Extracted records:
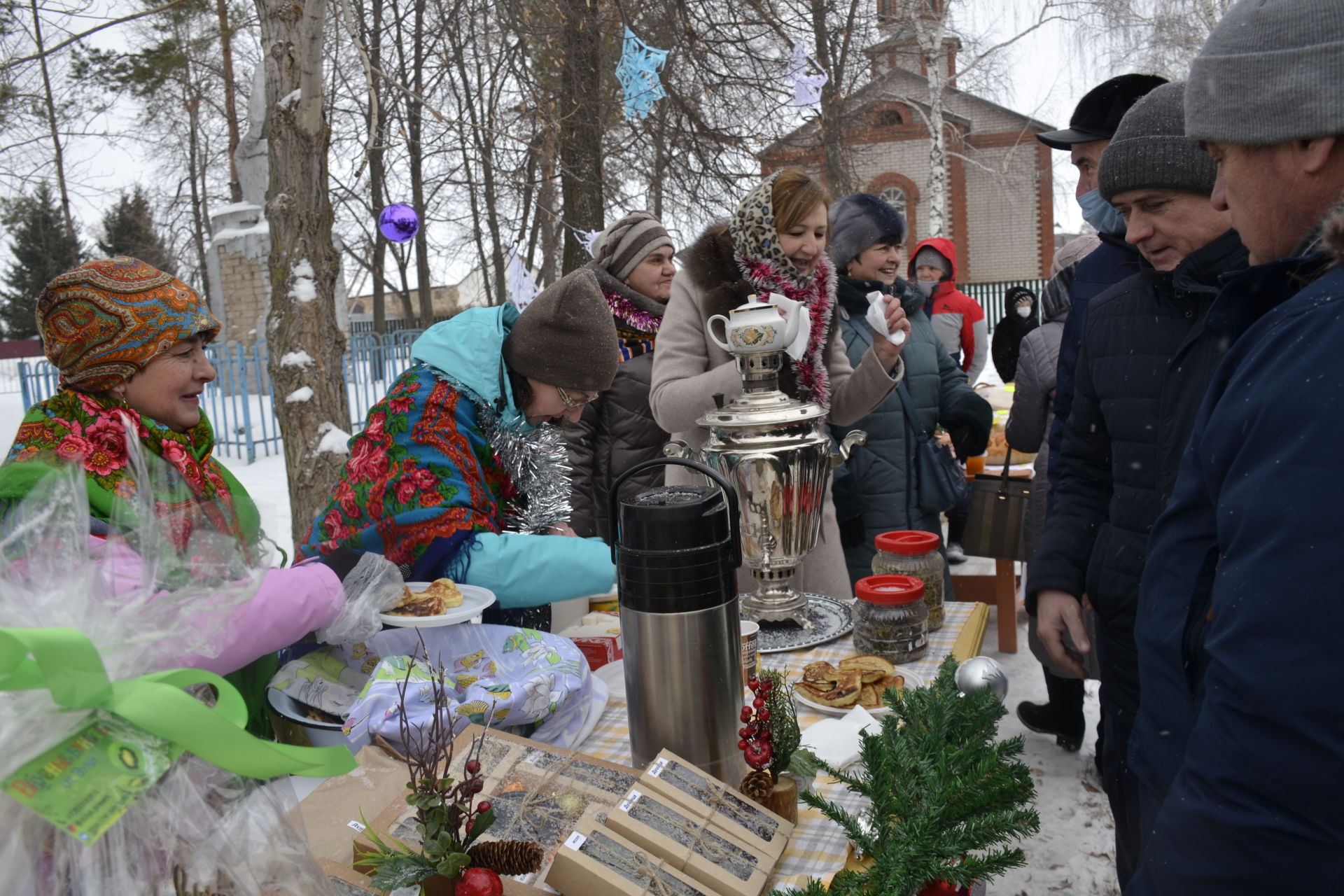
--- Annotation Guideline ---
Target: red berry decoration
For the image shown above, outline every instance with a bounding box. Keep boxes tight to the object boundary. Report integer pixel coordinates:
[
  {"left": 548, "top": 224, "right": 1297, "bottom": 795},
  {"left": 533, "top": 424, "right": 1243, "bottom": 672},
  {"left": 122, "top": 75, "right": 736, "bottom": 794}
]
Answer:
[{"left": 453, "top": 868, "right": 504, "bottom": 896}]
==
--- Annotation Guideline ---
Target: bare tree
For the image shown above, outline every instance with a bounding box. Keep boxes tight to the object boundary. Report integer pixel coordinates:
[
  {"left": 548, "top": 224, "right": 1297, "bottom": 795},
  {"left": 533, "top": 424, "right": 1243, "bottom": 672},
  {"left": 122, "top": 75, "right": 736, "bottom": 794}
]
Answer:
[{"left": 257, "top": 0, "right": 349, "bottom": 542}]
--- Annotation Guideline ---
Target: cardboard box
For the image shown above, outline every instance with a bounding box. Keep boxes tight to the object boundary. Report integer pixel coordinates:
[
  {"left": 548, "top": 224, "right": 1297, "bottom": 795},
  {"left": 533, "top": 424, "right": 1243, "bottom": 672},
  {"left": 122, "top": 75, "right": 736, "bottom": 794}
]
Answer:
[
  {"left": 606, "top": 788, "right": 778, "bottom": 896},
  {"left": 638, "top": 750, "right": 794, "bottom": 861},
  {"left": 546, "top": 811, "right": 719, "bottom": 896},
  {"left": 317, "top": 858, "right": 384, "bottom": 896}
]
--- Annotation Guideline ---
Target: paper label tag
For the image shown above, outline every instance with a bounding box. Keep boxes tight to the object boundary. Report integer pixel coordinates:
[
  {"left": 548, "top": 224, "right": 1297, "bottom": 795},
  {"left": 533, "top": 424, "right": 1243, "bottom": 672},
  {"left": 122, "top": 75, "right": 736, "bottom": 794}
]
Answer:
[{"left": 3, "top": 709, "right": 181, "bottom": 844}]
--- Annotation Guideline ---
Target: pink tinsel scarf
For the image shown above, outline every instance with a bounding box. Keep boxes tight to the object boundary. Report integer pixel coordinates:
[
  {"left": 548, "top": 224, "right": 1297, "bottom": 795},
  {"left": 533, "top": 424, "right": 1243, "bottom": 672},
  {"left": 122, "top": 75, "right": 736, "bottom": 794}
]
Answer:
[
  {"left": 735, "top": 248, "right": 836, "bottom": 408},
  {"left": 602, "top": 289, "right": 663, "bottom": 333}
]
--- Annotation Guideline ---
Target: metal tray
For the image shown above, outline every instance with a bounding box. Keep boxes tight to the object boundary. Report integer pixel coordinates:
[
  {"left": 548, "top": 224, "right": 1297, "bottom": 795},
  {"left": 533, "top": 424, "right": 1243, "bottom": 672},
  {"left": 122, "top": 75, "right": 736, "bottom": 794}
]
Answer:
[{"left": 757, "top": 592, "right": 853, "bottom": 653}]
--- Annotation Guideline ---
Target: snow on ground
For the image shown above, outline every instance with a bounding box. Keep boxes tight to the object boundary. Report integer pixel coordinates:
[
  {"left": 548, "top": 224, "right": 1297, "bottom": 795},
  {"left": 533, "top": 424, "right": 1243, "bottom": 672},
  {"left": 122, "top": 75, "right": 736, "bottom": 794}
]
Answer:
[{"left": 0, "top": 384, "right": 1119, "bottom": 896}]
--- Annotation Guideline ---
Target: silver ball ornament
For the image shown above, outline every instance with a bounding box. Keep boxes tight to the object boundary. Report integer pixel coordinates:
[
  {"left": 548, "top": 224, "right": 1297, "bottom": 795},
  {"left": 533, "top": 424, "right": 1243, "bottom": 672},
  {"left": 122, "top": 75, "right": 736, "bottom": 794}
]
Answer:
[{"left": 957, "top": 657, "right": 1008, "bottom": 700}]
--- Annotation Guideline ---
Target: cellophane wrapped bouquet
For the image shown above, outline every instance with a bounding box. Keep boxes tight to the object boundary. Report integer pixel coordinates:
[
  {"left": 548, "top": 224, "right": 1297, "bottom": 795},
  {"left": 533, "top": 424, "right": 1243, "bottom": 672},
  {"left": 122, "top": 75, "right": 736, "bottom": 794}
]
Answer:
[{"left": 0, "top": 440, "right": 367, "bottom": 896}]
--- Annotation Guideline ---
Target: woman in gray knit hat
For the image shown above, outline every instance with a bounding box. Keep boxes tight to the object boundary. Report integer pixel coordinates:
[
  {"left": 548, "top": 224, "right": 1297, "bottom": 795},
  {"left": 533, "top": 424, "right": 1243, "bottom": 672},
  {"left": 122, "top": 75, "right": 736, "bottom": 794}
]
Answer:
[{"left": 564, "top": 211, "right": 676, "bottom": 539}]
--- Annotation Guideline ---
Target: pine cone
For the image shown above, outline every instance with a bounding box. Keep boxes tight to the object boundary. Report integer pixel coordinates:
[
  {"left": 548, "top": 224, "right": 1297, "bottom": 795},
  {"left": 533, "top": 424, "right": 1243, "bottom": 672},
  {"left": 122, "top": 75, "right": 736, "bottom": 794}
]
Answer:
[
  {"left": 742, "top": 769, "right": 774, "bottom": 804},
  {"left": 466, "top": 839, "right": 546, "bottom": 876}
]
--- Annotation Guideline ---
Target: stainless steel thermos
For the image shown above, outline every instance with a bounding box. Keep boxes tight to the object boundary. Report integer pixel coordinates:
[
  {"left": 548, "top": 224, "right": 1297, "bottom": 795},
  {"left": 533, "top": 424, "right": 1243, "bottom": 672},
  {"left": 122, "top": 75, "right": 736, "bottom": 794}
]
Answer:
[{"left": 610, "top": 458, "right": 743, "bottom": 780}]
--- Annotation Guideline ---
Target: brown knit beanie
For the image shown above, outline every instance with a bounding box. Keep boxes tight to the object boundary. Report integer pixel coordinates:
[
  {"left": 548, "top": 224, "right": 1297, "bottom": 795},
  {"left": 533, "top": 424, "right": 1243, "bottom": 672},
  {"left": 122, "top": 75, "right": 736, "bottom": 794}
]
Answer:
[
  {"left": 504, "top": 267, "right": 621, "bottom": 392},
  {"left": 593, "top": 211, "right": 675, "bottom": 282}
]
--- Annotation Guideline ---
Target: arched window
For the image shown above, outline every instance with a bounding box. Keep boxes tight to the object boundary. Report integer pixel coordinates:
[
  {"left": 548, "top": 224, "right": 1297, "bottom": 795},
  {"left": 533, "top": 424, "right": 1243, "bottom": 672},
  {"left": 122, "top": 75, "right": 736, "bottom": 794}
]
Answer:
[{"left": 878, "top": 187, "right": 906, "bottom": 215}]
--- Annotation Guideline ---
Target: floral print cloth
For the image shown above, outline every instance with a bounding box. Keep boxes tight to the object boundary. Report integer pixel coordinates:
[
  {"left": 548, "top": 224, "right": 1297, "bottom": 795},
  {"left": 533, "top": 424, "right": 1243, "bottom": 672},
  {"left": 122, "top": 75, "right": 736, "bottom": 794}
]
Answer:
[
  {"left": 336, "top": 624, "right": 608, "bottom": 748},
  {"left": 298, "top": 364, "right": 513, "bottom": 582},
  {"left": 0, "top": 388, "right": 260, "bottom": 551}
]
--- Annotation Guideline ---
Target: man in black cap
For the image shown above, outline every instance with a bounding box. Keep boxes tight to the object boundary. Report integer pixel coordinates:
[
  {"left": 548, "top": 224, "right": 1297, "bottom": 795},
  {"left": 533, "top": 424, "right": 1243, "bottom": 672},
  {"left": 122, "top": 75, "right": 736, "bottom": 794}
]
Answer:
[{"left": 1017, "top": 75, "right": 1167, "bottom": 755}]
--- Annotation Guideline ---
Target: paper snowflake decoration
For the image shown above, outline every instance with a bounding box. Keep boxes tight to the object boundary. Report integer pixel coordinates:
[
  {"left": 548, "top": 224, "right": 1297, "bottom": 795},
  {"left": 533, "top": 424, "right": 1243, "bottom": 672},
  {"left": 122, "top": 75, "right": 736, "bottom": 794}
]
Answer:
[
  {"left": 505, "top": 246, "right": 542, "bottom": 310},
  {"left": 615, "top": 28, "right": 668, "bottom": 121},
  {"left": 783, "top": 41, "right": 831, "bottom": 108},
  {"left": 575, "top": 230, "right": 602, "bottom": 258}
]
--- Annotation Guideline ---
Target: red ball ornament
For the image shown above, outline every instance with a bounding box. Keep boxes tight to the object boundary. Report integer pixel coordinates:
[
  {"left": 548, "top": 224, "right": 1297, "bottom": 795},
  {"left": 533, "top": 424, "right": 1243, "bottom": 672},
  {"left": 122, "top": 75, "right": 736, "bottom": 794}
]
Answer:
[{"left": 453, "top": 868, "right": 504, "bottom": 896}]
---
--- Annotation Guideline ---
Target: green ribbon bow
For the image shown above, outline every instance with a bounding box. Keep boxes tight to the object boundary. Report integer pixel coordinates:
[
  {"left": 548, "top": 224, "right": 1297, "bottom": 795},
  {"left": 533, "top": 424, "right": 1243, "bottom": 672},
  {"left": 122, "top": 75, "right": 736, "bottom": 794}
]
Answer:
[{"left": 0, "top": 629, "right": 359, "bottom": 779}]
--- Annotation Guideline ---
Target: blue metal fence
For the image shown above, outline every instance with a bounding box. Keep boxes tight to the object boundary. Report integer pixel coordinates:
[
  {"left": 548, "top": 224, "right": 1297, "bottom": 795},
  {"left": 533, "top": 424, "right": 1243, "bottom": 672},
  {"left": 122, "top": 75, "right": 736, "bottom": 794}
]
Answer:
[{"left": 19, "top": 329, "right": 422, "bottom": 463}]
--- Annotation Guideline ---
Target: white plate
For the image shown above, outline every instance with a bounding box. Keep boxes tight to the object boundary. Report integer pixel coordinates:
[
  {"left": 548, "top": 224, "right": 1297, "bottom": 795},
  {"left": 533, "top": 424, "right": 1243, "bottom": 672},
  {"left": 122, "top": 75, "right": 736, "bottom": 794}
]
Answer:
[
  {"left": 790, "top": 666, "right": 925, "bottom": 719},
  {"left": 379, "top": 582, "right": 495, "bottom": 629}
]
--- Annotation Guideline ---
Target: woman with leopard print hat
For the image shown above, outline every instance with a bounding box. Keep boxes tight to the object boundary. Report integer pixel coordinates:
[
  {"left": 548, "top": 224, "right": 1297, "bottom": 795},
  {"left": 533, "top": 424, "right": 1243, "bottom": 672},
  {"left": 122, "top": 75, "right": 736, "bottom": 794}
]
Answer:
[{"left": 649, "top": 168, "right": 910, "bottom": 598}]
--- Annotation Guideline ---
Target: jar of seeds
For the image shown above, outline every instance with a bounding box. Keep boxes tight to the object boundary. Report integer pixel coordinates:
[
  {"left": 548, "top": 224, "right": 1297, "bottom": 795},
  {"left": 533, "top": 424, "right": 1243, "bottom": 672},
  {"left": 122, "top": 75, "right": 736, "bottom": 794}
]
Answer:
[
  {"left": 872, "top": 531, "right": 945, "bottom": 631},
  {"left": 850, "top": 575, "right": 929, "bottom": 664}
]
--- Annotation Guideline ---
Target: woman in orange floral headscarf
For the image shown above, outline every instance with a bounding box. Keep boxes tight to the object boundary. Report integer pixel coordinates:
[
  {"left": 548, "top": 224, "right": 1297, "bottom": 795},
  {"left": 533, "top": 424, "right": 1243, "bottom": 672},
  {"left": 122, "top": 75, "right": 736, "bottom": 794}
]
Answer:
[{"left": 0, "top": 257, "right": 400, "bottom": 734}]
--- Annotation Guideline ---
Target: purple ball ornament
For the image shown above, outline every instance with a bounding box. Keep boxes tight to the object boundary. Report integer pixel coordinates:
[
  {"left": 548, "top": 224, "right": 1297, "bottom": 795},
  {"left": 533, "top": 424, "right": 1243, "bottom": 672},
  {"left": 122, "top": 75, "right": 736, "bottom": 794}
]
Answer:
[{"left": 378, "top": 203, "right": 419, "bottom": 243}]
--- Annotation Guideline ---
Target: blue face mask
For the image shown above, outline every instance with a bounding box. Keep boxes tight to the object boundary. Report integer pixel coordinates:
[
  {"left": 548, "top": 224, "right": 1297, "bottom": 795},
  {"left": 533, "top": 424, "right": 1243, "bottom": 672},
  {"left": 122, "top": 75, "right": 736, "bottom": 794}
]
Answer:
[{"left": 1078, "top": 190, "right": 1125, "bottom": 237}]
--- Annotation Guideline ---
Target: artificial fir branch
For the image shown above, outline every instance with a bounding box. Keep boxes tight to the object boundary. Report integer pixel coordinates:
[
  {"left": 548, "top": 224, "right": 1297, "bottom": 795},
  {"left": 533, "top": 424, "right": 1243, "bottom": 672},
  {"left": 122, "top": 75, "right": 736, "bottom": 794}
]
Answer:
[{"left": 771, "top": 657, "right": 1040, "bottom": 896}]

→ AIM: Count the lines in the data above that contain the string "print", treating uppercase and lowercase as different. Give only the number.

→ RESPONSE: 2